# Given problem:
Copy each line of the listing below without changing anything.

>> Begin

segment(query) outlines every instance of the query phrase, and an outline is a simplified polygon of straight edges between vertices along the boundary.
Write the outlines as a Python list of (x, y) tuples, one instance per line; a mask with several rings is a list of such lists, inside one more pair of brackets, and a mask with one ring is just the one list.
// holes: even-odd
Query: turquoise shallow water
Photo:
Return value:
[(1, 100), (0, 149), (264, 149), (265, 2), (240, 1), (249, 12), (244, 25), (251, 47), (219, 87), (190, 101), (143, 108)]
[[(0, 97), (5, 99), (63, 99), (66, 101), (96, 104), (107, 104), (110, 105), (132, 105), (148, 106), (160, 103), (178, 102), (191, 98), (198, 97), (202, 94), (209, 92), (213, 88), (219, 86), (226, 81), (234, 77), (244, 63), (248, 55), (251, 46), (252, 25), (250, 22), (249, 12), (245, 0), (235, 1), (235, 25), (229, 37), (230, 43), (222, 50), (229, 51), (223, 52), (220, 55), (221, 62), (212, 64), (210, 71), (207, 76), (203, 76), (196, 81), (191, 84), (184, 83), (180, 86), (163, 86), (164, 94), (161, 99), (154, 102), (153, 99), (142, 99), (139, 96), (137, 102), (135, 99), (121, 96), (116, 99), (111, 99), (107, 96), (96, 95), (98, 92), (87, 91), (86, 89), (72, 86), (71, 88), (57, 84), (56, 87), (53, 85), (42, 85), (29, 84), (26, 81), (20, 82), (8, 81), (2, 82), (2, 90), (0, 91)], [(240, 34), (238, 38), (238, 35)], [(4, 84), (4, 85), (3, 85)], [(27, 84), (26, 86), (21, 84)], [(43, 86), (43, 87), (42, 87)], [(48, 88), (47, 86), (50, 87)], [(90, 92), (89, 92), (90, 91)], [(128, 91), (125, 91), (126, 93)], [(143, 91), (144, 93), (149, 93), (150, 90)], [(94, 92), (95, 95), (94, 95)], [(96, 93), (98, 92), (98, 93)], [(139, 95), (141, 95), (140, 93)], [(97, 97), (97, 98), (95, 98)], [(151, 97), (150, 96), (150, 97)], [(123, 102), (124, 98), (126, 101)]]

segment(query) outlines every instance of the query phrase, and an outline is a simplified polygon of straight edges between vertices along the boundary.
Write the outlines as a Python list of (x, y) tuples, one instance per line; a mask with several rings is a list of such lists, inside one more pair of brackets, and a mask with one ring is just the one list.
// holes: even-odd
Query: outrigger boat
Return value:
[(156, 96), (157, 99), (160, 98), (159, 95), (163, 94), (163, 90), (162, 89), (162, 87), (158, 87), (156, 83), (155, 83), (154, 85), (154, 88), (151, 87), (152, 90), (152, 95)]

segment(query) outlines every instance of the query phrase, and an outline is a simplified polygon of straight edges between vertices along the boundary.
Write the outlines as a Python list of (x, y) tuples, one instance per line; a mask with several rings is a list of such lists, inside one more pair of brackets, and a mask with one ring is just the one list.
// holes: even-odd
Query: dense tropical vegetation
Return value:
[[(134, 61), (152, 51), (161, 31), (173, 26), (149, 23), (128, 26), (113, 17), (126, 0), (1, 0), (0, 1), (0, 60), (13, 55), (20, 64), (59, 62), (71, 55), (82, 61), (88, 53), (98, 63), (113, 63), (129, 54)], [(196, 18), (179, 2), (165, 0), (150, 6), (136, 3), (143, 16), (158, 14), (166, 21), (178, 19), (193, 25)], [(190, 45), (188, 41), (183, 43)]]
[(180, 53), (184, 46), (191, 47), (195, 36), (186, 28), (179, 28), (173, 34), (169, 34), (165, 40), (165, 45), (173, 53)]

>> End

# Output for this exercise:
segment(query) outlines every instance of the query phrase, and an outline is a simplified polygon of straight edges between vertices along the boundary.
Write the outlines as a Python list of (x, y) tuples, one instance per line; a mask with several rings is a list of such lists, inside one more pair of brackets, and a mask with one ring is just the one list.
// holes: even-odd
Query: turquoise shallow water
Photo:
Return value:
[(1, 100), (0, 149), (264, 149), (265, 2), (240, 1), (249, 12), (244, 25), (251, 47), (219, 87), (190, 101), (143, 108)]
[[(0, 97), (5, 99), (63, 99), (66, 101), (96, 104), (107, 104), (110, 105), (132, 105), (148, 106), (160, 103), (178, 102), (191, 98), (198, 97), (202, 94), (209, 92), (213, 88), (219, 86), (226, 81), (234, 77), (244, 63), (248, 55), (251, 46), (252, 25), (250, 22), (249, 12), (245, 0), (235, 1), (235, 25), (229, 37), (230, 43), (222, 50), (229, 51), (223, 52), (220, 55), (221, 62), (212, 64), (210, 71), (207, 76), (203, 76), (196, 81), (191, 84), (184, 83), (180, 86), (163, 86), (164, 94), (161, 99), (154, 102), (153, 99), (142, 99), (139, 96), (137, 102), (135, 99), (121, 96), (116, 99), (111, 99), (107, 96), (96, 95), (98, 92), (87, 91), (86, 89), (72, 86), (71, 88), (57, 84), (56, 87), (53, 85), (42, 85), (29, 84), (26, 81), (20, 82), (8, 81), (2, 82), (2, 90), (0, 91)], [(240, 34), (238, 38), (238, 35)], [(4, 84), (4, 85), (3, 85)], [(27, 84), (26, 86), (21, 84)], [(43, 86), (43, 87), (42, 87)], [(48, 88), (47, 86), (50, 87)], [(90, 92), (89, 92), (90, 91)], [(128, 91), (125, 91), (126, 93)], [(143, 91), (144, 93), (149, 93), (150, 90)], [(94, 92), (95, 95), (94, 95)], [(96, 93), (98, 92), (98, 93)], [(139, 95), (141, 95), (140, 93)], [(97, 97), (97, 98), (95, 98)], [(151, 97), (150, 96), (150, 97)], [(123, 102), (124, 98), (126, 101)]]

segment(query) outlines every instance of the query phrase, and an outline is a simplified polygon of straight edges between vertices along the boundary.
Write the outlines as a Python list of (x, y) tuples, one instance per line; a mask with several rings is a list of such lists, inside one more pair of brackets, and a mask with one ring is just the one list.
// holes: even-odd
Query: outrigger boat
Return value:
[(156, 96), (157, 99), (160, 98), (159, 95), (163, 94), (163, 90), (162, 89), (162, 87), (158, 87), (156, 83), (155, 83), (154, 85), (154, 88), (151, 87), (152, 90), (152, 95)]

segment(query) outlines every instance of the query phrase, and an outline is a simplified polygon of straight edges between vertices along the boundary.
Write the outlines as a Python list of (x, y) tuples, one instance per line; a mask with several rings is a list of such lists, inside one more pair of brackets, and a mask with one ring is just the one list.
// holes: even-odd
Query: dense tropical vegetation
Return value:
[[(134, 61), (152, 51), (161, 31), (173, 26), (149, 23), (128, 26), (113, 17), (126, 0), (1, 0), (0, 1), (0, 60), (13, 55), (20, 64), (59, 62), (71, 55), (82, 61), (88, 53), (98, 63), (113, 63), (129, 54)], [(196, 18), (179, 2), (165, 0), (150, 6), (136, 3), (143, 16), (158, 14), (166, 21), (178, 19), (193, 25)], [(190, 45), (188, 41), (183, 43)]]
[(180, 53), (184, 46), (191, 47), (195, 36), (186, 28), (179, 28), (173, 34), (169, 34), (165, 40), (165, 45), (173, 53)]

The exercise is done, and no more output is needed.